-- Start of Exercise materials --

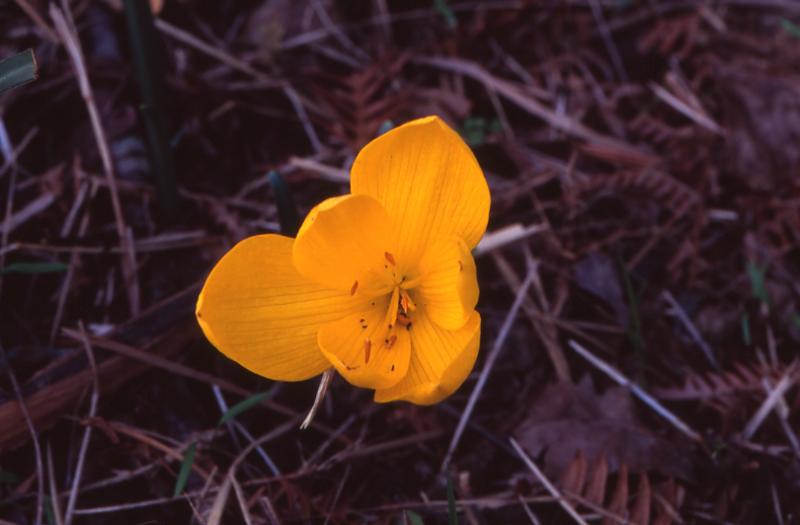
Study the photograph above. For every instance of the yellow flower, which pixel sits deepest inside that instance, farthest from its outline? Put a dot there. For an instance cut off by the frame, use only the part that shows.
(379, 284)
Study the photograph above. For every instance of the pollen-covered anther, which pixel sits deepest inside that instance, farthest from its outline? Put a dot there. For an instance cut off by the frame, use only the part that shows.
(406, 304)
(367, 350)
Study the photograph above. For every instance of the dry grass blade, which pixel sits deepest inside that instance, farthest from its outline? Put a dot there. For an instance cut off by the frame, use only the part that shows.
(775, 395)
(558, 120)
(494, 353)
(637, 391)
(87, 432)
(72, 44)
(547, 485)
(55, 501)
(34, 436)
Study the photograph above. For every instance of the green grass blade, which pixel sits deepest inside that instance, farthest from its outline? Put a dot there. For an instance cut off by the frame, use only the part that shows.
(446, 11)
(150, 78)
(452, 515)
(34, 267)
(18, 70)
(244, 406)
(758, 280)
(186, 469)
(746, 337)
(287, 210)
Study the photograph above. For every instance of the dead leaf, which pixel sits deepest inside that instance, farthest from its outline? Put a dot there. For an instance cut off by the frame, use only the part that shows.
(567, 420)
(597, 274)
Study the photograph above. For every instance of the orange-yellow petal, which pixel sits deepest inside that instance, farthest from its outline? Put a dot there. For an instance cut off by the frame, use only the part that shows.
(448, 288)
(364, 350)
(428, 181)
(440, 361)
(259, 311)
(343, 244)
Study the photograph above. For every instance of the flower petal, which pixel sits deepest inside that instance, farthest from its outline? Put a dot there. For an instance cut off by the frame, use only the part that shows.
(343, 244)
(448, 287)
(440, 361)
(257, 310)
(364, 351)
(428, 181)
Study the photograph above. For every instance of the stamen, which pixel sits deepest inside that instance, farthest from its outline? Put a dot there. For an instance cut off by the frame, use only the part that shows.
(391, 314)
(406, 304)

-- End of Exercise materials --
-- Start of Exercise materials --

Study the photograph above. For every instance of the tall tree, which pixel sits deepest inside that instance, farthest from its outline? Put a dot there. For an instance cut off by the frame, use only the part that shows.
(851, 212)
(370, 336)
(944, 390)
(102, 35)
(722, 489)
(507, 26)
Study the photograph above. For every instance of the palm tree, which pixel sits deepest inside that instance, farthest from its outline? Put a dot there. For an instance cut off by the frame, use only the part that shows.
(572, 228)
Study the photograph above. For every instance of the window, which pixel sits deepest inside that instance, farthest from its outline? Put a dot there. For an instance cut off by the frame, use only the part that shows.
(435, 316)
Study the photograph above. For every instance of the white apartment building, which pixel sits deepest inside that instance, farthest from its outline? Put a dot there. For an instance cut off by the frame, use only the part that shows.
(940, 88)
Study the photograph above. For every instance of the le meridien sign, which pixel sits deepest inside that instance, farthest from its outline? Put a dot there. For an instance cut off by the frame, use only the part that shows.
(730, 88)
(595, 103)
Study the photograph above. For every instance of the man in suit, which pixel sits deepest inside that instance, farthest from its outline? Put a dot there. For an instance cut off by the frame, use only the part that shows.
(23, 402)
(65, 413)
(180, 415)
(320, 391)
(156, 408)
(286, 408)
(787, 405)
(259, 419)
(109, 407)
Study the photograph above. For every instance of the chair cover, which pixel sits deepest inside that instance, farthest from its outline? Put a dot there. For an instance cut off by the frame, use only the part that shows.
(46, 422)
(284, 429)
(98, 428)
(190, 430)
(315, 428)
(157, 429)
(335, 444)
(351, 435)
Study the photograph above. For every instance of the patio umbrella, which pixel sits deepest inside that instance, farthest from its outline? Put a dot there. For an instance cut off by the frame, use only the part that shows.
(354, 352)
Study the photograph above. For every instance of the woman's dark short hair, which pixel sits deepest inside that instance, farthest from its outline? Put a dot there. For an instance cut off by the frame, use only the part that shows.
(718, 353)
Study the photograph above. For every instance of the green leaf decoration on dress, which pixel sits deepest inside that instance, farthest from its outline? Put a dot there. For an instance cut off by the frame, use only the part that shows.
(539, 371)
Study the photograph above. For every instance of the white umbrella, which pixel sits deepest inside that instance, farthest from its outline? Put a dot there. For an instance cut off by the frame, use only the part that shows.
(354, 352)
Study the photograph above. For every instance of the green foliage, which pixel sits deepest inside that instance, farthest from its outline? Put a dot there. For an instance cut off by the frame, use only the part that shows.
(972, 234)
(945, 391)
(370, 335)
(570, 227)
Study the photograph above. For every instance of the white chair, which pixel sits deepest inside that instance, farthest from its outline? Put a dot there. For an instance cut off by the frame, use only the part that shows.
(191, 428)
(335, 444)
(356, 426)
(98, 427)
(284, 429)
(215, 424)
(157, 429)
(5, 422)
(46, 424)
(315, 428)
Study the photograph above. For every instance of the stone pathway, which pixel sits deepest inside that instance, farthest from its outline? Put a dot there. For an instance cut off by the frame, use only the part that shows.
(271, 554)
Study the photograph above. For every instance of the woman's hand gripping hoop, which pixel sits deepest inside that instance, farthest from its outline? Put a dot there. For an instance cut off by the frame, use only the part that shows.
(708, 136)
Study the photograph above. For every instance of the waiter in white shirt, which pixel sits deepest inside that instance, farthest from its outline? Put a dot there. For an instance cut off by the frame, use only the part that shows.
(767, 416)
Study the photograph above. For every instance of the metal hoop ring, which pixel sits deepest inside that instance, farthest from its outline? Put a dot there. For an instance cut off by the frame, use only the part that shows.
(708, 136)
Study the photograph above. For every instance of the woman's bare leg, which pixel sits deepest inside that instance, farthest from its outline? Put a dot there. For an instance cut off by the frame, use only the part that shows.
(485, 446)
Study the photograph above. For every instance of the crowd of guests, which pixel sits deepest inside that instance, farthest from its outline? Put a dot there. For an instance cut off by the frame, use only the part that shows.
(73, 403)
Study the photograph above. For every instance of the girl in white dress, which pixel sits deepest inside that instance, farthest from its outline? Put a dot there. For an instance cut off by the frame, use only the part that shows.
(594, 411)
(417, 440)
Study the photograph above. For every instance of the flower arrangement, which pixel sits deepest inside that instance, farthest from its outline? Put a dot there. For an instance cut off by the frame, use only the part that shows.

-- End of Exercise materials --
-- Start of Exercise materials --

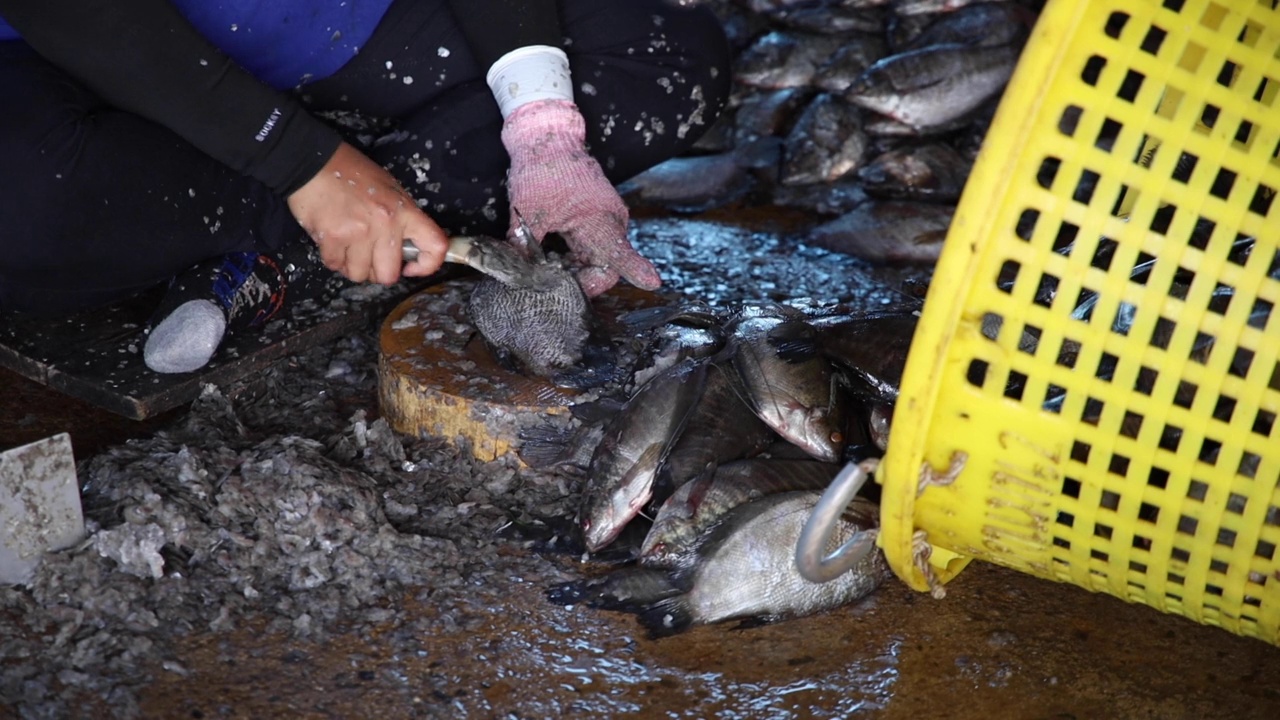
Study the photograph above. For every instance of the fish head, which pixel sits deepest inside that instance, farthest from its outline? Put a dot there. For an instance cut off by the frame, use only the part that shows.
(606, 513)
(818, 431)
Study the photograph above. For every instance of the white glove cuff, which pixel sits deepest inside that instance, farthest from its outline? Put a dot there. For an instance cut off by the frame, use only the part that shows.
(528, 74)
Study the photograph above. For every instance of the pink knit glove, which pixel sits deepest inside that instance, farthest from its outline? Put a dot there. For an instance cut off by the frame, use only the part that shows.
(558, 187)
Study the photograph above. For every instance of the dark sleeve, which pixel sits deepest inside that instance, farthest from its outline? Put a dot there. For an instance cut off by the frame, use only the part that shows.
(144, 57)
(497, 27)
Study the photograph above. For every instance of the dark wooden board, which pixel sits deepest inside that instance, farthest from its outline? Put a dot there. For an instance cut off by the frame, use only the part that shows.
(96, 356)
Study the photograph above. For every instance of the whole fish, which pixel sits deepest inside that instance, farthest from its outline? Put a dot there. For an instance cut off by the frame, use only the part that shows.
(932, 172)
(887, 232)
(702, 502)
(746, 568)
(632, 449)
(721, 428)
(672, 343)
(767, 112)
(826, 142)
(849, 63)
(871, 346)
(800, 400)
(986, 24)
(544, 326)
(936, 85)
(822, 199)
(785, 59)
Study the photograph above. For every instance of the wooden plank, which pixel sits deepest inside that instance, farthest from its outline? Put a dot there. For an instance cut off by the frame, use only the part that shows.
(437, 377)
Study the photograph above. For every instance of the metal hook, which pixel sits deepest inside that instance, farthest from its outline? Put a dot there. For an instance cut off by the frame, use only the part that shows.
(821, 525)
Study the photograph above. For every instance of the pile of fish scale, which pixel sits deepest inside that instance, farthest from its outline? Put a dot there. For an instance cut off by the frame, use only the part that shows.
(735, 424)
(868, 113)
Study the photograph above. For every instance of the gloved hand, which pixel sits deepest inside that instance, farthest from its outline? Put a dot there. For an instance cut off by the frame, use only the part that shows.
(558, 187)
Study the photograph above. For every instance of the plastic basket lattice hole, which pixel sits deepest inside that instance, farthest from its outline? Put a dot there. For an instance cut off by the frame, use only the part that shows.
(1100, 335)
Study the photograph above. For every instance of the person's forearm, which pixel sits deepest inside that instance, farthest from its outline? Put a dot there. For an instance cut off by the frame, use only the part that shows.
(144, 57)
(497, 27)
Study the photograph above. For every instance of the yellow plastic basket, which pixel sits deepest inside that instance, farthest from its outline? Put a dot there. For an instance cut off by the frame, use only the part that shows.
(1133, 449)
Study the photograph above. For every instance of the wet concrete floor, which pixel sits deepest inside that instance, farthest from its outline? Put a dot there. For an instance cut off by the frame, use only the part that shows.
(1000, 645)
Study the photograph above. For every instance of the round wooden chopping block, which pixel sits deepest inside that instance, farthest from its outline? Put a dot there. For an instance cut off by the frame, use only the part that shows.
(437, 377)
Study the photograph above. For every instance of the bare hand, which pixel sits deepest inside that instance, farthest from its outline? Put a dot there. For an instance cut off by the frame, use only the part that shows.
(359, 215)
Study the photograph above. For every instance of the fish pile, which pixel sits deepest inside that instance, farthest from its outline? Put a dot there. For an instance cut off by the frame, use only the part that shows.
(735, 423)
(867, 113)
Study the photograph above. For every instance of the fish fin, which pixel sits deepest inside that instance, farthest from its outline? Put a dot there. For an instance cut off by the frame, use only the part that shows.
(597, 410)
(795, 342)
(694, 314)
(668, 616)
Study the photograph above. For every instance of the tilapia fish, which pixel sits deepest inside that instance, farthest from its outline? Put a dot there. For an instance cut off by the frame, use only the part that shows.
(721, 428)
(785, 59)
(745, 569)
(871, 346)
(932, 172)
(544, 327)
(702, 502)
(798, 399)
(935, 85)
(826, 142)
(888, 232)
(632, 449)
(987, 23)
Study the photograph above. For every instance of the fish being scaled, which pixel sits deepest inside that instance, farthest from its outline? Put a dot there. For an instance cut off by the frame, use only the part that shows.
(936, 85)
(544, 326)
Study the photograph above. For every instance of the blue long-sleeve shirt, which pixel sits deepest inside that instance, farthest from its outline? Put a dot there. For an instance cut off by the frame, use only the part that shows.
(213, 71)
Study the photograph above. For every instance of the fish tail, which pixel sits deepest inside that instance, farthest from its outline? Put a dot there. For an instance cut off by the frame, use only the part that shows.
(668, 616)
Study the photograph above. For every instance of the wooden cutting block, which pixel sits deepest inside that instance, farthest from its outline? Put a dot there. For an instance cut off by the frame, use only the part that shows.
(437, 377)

-- End of Exercise materials --

== Task to complete ==
Identify every line of the listing above that contains the word "ring", and copy each such line.

== The reply ==
Study the photograph above. For every instance of the metal hoop ring, which pixel sits deepest inside that instance, farthest from its outline? Put a dot there. For an instance cut off by the frame, use only the part that shows.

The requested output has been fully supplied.